*What you should do*. Pull out every line in the entries below that contains the string "target", and copy each one in full.

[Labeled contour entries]
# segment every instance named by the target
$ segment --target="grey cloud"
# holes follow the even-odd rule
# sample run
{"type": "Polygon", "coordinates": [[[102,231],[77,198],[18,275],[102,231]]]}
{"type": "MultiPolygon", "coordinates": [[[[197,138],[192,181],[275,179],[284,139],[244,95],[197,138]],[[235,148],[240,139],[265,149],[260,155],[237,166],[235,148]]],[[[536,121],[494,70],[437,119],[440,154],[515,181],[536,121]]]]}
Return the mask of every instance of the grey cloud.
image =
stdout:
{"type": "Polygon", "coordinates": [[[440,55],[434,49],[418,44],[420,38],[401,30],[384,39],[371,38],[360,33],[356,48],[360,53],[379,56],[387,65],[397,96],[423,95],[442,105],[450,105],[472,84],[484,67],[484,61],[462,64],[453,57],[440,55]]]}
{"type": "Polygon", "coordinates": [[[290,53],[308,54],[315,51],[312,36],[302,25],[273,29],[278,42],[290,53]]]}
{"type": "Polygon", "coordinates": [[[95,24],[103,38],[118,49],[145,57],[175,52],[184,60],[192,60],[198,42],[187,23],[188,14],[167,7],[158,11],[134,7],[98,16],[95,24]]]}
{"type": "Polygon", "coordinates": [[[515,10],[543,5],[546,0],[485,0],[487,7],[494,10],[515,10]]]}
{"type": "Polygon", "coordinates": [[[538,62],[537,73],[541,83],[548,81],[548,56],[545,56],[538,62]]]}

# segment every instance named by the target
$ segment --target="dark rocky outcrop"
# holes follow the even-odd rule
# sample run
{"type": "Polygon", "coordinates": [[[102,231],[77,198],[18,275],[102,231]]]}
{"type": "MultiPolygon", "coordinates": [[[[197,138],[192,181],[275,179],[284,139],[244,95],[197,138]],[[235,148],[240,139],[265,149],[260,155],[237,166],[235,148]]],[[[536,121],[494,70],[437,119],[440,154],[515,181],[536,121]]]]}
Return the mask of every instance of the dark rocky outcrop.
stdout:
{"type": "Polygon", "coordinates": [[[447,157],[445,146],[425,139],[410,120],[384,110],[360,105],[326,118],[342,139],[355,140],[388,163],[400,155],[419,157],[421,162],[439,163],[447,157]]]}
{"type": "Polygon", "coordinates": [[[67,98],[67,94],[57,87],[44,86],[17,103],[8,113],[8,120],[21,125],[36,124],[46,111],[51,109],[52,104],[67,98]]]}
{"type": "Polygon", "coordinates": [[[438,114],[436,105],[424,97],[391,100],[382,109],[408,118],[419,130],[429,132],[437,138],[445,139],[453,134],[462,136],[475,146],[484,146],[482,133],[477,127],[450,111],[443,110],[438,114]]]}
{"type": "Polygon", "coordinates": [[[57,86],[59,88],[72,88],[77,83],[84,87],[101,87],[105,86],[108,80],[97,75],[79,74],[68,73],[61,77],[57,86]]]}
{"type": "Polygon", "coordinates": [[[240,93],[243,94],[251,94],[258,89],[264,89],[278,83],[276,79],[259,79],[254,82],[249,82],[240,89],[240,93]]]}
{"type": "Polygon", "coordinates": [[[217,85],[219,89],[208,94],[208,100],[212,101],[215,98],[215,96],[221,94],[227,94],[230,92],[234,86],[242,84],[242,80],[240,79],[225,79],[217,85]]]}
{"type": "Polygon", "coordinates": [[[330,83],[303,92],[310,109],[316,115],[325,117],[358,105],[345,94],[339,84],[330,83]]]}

*Exercise response*.
# segment every instance named by the target
$ segment --target="grey cloud"
# segment every instance named by the target
$ segment --target="dark rocky outcrop"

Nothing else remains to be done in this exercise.